- [BRIEF]: Retype all of the listing exactly, passing over any picture you find.

>>>

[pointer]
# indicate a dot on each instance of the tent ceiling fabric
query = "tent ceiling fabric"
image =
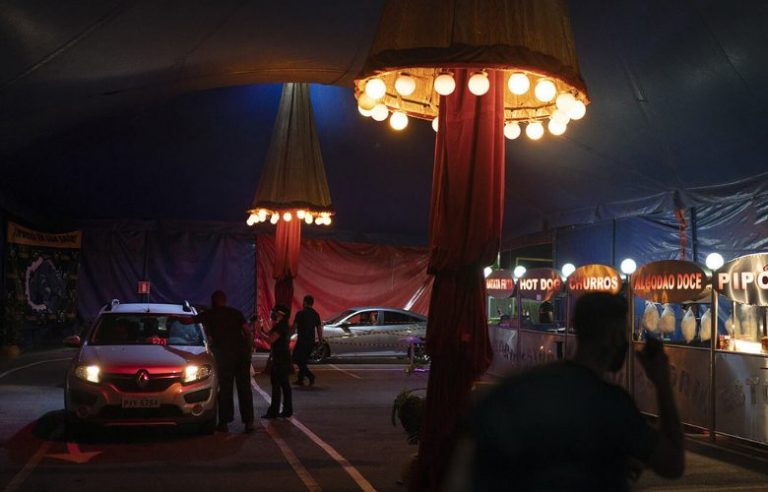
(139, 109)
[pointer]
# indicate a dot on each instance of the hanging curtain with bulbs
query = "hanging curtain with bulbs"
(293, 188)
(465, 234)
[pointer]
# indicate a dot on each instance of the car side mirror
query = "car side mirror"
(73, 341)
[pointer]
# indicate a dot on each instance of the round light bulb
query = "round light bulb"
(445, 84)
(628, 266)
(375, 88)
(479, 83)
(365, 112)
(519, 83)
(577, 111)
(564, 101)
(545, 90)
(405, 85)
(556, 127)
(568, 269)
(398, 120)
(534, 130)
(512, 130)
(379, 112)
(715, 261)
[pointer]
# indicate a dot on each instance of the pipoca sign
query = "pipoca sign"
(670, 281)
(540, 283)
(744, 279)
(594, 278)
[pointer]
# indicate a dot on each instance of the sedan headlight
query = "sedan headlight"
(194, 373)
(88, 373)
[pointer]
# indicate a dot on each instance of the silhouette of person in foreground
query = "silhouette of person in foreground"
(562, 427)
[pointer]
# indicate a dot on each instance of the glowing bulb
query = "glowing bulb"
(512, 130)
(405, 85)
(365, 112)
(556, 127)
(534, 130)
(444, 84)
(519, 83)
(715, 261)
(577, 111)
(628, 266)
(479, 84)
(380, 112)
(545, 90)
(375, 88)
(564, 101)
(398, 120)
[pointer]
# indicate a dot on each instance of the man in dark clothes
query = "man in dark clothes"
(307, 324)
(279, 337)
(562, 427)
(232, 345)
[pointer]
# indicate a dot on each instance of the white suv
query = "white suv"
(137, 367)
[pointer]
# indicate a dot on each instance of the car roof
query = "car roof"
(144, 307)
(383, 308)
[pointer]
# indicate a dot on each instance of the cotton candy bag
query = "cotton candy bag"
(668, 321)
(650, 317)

<<<

- [WRITTEN RESPONSE]:
[pointer]
# indicate a dot on each instance of the tent ceiling fabric
query = "tent ceiling fabric"
image =
(139, 109)
[pointer]
# indicate a dot on each instance of the hanging curtain with bulbs
query = "hanging curtain with bulbs"
(293, 188)
(465, 234)
[pointer]
# indicate a dot on each instance of the car side mirror
query = "car side mirror"
(73, 341)
[pointer]
# indicate a dot on each instance of the round light bulb
query = "round light bulb"
(445, 84)
(628, 266)
(375, 88)
(479, 83)
(365, 112)
(519, 83)
(577, 111)
(564, 101)
(545, 90)
(405, 85)
(556, 127)
(568, 269)
(398, 120)
(534, 130)
(512, 130)
(379, 112)
(715, 261)
[pointer]
# indicate a dot on each instance of the pipoca sign
query = "pipoca sign"
(670, 281)
(540, 283)
(744, 279)
(594, 278)
[pointer]
# indicate a dot on each instance of the sedan headlight
query = "sedan headlight"
(194, 373)
(88, 373)
[pointer]
# indicate a dot on each instance of the silhouette of person in foreground
query = "silhouette of person in foreground"
(562, 427)
[pointer]
# indicate a dot on each instance of the glowing bulb
query = "glowing bulb"
(512, 130)
(405, 85)
(365, 112)
(556, 127)
(534, 130)
(444, 84)
(519, 83)
(715, 261)
(577, 111)
(628, 266)
(479, 84)
(380, 112)
(545, 90)
(375, 88)
(564, 101)
(398, 120)
[pointer]
# indicate a dot on each instance of the man in dark clothes
query = "man in dark clothes"
(307, 324)
(279, 337)
(562, 427)
(232, 345)
[pointer]
# indicate a dot on each instance of the white suv
query = "white suv"
(137, 367)
[pointer]
# indicate a dot on each instance of the car roof
query = "car roof"
(144, 307)
(383, 308)
[pointer]
# indicate a dot on each instance of the cotton candy bag
query = "cotton candy bag"
(668, 321)
(650, 317)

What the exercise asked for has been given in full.